Given request
Copy out the rows below exactly, from the line containing "I need to find the asphalt" through the line containing "[0,48,156,73]", both included, and nothing else.

Stored records
• • • •
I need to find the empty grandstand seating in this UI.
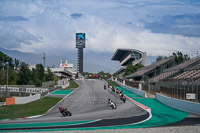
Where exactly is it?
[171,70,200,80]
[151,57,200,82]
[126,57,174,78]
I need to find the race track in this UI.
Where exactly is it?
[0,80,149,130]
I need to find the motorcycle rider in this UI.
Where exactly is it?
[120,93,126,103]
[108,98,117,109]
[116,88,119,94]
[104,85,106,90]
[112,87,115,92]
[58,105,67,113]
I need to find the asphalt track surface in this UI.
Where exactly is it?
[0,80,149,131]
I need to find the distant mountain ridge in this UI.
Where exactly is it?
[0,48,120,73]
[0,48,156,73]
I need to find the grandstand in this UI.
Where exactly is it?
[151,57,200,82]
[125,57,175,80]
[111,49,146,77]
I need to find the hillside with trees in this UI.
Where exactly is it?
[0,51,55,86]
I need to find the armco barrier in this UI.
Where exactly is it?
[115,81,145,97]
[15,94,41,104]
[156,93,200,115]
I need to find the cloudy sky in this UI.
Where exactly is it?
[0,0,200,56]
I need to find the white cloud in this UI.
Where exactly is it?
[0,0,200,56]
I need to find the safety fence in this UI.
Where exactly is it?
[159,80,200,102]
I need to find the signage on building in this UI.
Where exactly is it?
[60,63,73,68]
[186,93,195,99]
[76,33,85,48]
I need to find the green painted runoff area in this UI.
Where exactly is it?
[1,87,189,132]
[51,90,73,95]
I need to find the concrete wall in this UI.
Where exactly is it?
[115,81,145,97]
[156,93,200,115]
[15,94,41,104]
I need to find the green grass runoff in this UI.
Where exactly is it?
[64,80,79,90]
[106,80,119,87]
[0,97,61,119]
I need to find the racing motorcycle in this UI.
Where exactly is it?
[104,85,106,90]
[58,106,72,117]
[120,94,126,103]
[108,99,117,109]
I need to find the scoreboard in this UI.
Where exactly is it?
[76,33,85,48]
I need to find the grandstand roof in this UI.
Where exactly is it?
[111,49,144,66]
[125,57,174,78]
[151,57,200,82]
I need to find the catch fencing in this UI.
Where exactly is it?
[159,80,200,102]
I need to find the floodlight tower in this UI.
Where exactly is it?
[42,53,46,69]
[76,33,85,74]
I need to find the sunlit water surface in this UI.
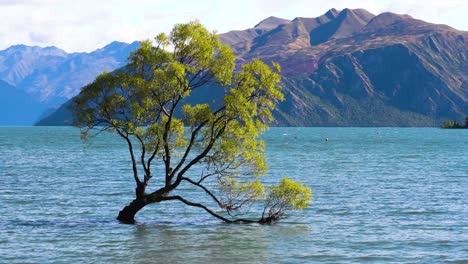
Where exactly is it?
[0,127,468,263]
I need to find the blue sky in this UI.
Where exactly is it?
• • • •
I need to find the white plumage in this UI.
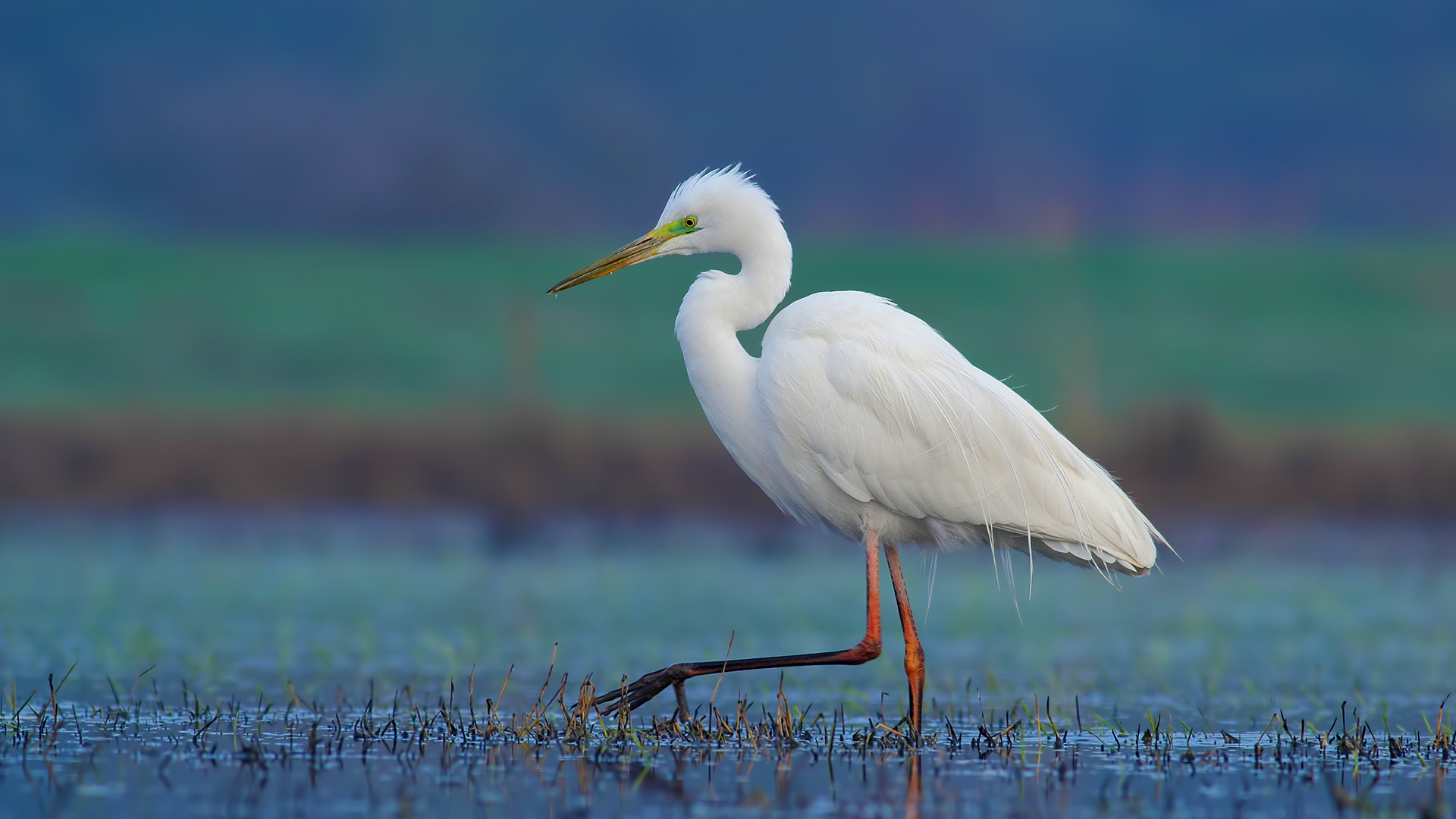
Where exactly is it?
• • • •
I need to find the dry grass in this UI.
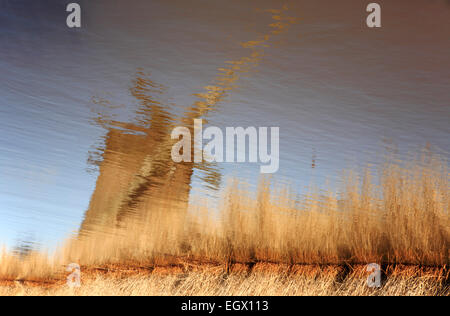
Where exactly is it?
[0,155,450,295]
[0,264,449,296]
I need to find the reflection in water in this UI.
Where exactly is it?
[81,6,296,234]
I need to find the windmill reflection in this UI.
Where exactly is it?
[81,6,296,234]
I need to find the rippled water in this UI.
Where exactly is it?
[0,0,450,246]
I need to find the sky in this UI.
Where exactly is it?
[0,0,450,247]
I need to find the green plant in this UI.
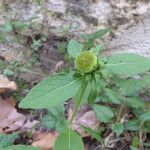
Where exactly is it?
• • • •
Written answer
I need to find the asphalt track surface in this UI.
Where exactly is it?
[0,80,149,131]
I need to find the distant mountain ridge in this UI.
Where exactly is it?
[0,48,120,73]
[0,48,156,73]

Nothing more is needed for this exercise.